▶ _What you have to do_:
Turn the material below, starting at its first line and ending at the line that contains "x=848 y=242" (both included), into a Markdown table with the columns No. and Text. Each line gets its own row with its number, and blank lines are left out.

▶ _Input material_:
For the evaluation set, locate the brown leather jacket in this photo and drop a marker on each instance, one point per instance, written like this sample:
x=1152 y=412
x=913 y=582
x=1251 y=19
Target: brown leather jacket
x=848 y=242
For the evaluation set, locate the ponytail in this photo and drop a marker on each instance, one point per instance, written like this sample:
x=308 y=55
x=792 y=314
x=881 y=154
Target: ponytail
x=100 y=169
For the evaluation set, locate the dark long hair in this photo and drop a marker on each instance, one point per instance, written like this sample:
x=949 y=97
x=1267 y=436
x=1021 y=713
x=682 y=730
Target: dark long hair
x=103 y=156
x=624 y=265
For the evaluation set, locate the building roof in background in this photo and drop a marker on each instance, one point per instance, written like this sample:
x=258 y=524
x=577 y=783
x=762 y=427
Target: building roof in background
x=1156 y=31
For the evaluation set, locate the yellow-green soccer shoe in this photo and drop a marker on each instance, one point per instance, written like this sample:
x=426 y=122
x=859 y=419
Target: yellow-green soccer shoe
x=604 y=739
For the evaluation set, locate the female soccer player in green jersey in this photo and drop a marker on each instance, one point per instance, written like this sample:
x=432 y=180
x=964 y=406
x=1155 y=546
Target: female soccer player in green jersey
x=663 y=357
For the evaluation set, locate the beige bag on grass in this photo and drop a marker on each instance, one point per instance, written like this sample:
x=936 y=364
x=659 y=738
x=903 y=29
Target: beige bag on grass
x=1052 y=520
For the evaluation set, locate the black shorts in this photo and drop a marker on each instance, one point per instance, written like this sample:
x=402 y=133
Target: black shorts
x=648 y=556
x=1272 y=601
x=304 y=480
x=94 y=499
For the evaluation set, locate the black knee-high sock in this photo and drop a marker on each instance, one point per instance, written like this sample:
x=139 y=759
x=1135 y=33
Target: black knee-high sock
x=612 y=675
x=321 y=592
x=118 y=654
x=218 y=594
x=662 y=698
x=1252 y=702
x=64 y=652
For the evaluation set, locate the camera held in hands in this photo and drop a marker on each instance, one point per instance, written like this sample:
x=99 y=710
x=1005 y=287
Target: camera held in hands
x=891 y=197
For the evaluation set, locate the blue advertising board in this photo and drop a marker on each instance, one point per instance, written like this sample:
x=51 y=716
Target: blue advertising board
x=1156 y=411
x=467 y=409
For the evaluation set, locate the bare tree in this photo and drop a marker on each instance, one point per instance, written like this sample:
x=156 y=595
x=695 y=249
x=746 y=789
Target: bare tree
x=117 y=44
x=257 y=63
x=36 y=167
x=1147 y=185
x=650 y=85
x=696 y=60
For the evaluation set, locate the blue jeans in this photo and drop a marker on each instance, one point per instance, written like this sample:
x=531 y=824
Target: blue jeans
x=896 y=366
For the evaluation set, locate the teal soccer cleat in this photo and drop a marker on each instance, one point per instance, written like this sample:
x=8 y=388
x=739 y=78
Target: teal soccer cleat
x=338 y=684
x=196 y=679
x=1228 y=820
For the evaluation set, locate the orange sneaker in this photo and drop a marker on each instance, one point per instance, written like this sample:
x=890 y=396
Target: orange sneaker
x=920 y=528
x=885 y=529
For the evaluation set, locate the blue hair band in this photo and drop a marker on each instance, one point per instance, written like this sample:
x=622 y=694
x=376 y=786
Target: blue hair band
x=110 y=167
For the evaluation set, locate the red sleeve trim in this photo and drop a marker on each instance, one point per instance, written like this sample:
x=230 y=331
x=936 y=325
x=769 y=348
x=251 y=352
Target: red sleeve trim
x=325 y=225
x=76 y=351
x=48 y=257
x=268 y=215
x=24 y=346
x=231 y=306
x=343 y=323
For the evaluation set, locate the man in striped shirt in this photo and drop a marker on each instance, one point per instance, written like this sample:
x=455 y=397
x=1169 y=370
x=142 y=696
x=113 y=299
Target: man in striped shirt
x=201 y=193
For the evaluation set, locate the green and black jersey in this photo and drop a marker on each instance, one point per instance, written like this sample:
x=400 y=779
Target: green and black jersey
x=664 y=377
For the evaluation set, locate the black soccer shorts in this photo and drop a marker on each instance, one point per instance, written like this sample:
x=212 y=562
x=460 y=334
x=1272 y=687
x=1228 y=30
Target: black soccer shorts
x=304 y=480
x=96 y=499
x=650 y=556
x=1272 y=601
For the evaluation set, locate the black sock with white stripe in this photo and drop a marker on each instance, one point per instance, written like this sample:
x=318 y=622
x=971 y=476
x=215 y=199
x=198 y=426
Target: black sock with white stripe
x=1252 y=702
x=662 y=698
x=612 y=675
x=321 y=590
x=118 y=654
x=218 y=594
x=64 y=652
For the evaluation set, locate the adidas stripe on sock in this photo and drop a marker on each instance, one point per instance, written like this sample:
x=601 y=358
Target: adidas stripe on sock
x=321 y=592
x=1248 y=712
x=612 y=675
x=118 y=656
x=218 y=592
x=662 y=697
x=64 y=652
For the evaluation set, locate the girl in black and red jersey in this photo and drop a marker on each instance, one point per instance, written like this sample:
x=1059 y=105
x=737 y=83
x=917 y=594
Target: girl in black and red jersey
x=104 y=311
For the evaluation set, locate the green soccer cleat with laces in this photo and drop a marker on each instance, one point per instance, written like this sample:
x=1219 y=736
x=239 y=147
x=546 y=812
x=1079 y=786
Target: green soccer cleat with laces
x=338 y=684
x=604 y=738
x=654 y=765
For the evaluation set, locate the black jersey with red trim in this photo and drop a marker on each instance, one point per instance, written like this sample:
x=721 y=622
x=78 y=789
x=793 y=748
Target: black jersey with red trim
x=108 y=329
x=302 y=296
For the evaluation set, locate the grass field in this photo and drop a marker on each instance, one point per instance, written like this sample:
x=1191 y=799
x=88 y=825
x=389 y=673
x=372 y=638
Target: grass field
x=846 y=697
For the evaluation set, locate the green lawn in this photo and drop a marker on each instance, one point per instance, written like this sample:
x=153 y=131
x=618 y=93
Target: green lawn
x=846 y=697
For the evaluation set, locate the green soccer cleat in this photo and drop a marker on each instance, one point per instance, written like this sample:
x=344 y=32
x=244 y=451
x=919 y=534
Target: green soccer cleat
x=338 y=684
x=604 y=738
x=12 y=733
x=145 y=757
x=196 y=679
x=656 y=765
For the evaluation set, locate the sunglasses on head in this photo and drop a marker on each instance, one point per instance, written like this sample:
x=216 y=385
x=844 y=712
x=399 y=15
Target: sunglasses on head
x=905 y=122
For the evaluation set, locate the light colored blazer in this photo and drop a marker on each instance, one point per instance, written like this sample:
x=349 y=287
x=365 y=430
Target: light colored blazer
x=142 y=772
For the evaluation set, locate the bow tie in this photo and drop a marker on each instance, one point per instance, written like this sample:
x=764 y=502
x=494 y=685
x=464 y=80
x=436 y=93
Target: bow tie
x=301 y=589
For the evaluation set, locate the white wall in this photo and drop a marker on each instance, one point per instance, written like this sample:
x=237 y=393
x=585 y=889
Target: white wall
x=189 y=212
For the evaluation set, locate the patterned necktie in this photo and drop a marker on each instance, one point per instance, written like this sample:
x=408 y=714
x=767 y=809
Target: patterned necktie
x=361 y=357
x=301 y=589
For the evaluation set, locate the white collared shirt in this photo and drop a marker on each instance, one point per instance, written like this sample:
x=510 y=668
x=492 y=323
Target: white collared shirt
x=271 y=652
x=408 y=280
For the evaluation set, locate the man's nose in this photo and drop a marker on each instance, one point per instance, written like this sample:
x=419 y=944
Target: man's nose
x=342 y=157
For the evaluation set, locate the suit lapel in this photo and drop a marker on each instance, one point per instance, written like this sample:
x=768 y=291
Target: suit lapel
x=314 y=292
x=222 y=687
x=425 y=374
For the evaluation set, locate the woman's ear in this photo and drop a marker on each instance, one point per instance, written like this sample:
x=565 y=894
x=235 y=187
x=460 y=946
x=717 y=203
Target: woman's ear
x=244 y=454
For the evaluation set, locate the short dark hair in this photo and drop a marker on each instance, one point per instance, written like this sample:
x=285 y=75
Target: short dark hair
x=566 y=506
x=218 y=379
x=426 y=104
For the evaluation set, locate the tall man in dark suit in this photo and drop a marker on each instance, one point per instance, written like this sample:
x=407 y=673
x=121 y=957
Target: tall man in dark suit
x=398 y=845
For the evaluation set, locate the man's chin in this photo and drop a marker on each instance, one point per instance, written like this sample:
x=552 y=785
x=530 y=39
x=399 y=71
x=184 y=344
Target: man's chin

▶ _Solved problem_:
| No. | Text |
|---|---|
| 1 | For the evaluation set, locate the brown leather jacket in this photo and drop a marker on each instance, one point per instance, written like this sample: |
| 2 | x=1152 y=412 |
| 3 | x=913 y=582 |
| 4 | x=1251 y=19 |
| 5 | Target: brown leather jacket |
| 6 | x=848 y=242 |